Requirements:
Transcribe the lines from the beginning of the items through the line holding "xmin=359 ymin=69 xmax=426 ymax=143", inclusive, and reproduce them exactly as they appear.

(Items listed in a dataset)

- - - - - - -

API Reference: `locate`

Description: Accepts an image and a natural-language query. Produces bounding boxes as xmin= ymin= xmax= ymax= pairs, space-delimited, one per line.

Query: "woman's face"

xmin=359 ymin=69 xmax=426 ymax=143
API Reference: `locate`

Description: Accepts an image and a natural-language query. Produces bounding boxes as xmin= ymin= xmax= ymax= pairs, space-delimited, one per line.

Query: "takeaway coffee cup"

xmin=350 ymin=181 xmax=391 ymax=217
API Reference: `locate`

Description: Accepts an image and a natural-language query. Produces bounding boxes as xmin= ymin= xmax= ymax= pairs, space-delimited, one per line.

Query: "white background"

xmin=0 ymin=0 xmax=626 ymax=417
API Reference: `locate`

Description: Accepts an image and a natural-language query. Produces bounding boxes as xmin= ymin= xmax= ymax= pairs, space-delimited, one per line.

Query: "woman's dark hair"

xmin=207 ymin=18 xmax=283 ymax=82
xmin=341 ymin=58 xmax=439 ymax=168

- - - - - - -

Written answer:
API Reference: `locate`

Description: Accepts an image and a natural-language query. Produces bounding boxes as xmin= ymin= xmax= ymax= pairs, space-delimited, one per line.

Query: "woman's face"

xmin=359 ymin=69 xmax=426 ymax=143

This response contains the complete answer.